Exercise material ▸
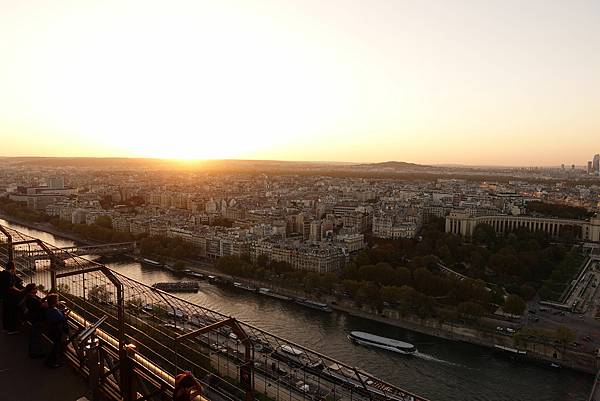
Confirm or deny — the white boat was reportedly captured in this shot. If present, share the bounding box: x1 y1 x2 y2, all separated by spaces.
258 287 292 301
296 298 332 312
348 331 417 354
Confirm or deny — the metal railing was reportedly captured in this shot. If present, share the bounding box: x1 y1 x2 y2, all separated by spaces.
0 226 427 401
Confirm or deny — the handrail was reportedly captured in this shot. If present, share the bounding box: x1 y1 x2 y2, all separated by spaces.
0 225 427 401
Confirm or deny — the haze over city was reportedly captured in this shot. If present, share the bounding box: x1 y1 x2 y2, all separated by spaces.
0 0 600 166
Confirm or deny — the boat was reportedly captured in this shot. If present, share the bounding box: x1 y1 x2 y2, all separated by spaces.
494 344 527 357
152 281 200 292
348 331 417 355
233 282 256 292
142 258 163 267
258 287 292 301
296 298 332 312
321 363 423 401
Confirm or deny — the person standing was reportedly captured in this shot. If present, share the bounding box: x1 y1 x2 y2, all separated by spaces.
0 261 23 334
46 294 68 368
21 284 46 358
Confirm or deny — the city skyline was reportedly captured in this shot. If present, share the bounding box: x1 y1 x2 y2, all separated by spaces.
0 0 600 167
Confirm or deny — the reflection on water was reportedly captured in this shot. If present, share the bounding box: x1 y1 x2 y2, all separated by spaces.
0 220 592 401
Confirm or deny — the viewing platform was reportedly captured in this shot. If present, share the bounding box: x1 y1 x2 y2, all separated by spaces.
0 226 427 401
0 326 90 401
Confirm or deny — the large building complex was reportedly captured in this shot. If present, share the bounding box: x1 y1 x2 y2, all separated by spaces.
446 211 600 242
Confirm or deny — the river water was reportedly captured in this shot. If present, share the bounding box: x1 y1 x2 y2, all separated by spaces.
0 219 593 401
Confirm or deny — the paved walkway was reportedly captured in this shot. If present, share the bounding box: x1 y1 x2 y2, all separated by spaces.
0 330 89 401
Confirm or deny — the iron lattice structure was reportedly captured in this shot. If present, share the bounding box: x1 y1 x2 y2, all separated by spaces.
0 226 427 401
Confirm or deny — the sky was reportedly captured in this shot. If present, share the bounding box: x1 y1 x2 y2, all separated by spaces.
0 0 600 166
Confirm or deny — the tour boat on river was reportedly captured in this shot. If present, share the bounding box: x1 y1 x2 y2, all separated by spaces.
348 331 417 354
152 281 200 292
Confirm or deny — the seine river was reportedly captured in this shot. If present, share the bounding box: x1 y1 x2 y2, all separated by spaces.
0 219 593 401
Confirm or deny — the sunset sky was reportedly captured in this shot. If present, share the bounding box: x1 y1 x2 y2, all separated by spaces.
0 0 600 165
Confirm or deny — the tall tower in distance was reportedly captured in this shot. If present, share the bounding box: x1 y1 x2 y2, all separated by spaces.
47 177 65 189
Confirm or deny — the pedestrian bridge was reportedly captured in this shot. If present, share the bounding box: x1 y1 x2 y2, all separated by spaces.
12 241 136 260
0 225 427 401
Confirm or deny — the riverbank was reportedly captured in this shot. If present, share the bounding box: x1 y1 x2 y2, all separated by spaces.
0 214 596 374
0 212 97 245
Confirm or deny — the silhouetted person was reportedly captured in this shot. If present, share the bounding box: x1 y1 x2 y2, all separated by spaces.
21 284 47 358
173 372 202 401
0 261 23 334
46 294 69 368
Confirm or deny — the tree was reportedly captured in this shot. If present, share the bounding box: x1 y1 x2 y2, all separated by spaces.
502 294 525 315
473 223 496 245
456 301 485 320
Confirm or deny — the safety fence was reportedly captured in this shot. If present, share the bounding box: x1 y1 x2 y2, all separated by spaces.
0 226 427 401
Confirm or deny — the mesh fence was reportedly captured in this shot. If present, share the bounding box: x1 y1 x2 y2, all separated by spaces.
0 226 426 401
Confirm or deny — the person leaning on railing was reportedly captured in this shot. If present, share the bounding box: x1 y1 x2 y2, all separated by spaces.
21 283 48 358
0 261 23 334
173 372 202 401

Your task ▸
Rewrite every one of the lines above, replacing "shot" with "photo" and leaving everything else unchanged. Omit the pictures from your answer.

Answer to this task ▸
Confirm or deny — the white boat was reportedly captured in this photo. If present, share the bounding box: x1 y1 x2 y2, all separated by spaces.
258 287 292 301
296 298 332 312
348 331 417 354
Confirm or deny — the metal railing was reportedly captured in this photo. If present, share the bounding box: x1 y1 x2 y2, all separated by spaces.
0 226 427 401
Confirm or deny — the handrail was reportedly captured in this photo. If present, share the bounding box: x1 y1 x2 y2, all separated by spaces.
0 225 427 401
Confirm or deny — the haze over city was reportedly captured in this photo. If present, share the bounding box: x1 y1 x2 y2, all separated by spaces.
0 0 600 166
Confirm or deny — the boat was reportedly captured in this photo. If present, share the bounding box: x1 y1 x2 y2, all separated by spaces.
494 344 527 357
152 281 200 292
348 331 417 355
233 282 256 292
142 258 163 267
258 287 292 301
296 298 332 312
321 363 423 401
Confirm or deny — the person standing was reportedly captured in this photo. If present, share the bounding box: x1 y1 x2 y2, all separated by spaces.
0 261 23 334
46 294 68 368
21 284 46 358
Confirm or deny — the city skyline was reportedly captured in this photo. If present, share the bounding box: x1 y1 x2 y2, all separated by spaces.
0 0 600 167
Confirm or deny — the reflection on water was reportedly captured in this photo. If present, share the bounding box: x1 y1 x2 y2, all separated by spaces.
0 220 592 401
Confirm or deny — the viewing platform was reportedly captured in this photo. If present, share the bounding box: x1 y1 x2 y2, all separated by spaces.
0 226 427 401
0 326 90 401
Confirm or deny — the large building complex was reportedly captured in this photo. If present, share the bounding box: x1 y1 x2 y2, all separated by spaces.
446 211 600 242
Confirm or deny — the river water was reportedly captured in this photo. If present, share the bounding box: x1 y1 x2 y2, all separated by spaces.
0 219 593 401
Confirm or deny — the paved walkway was reportedly captured in this photo. If present, share the bounding box: x1 y1 x2 y2, all separated by spaces.
0 330 89 401
Confirm or deny — the iron lattice structure was reportedly captured in this photo. If present, share the bounding box: x1 y1 x2 y2, all separated by spaces.
0 226 427 401
Confirm or deny — the sky was reportedly captured in this photo. If present, share the bounding box: x1 y1 x2 y2, all separated by spaces.
0 0 600 166
Confirm or deny — the tour boat on river was reportedly captured in this photo. If present, share the bounding box: x1 y1 x2 y2, all separated by spaces.
348 331 417 354
152 281 200 292
Confirm or deny — the seine river was reportedly captured in this photo. If present, share the bounding box: x1 y1 x2 y2, all separated by spaces.
0 219 593 401
Confirm or deny — the sunset sky was reportedly captured in this photo. If present, share the bounding box: x1 y1 x2 y2, all separated by spaces.
0 0 600 165
Confirm or deny — the tall tower in distance was reportedly captured in this photo. If present, share the bounding box: x1 y1 x2 y2, all separated by spaces.
47 177 65 189
Confirm or deny — the pedestrian bridge was reportedly captured in this photo. If present, share the bounding box: x1 y1 x2 y2, all separated by spaces.
12 241 136 260
0 225 427 401
Confirm or deny — the riverbank was reportedly captured in this photo. If present, share the bounding box: x1 y1 x2 y2, all separated by spaces.
0 214 596 374
0 212 97 245
Confirm or deny — the silhouetted person was reportedly captured in this photo. If present, share the bounding box: x1 y1 x2 y2, all separated by spaces.
21 284 47 358
173 372 202 401
0 261 23 334
46 294 69 368
Confirm or deny — the tree was reportedly captured in this photo. If present, share the bounding box: x1 y1 x2 y2, all separated by spaces.
502 294 525 315
473 223 496 245
456 301 485 320
Confirm or deny — the safety fence was reportedly captured in this photo. If present, share the bounding box: x1 y1 x2 y2, all separated by spaces.
0 226 427 401
Confirm or deny — the mesh fence was reportedly captured in this photo. If present, share the bounding box: x1 y1 x2 y2, all separated by spaces.
0 226 426 401
Confirm or deny — the person leaning on railing was reportedly captured in this photo. If present, share the bounding box: x1 y1 x2 y2, all separated by spaces.
21 283 48 358
0 261 23 334
173 372 202 401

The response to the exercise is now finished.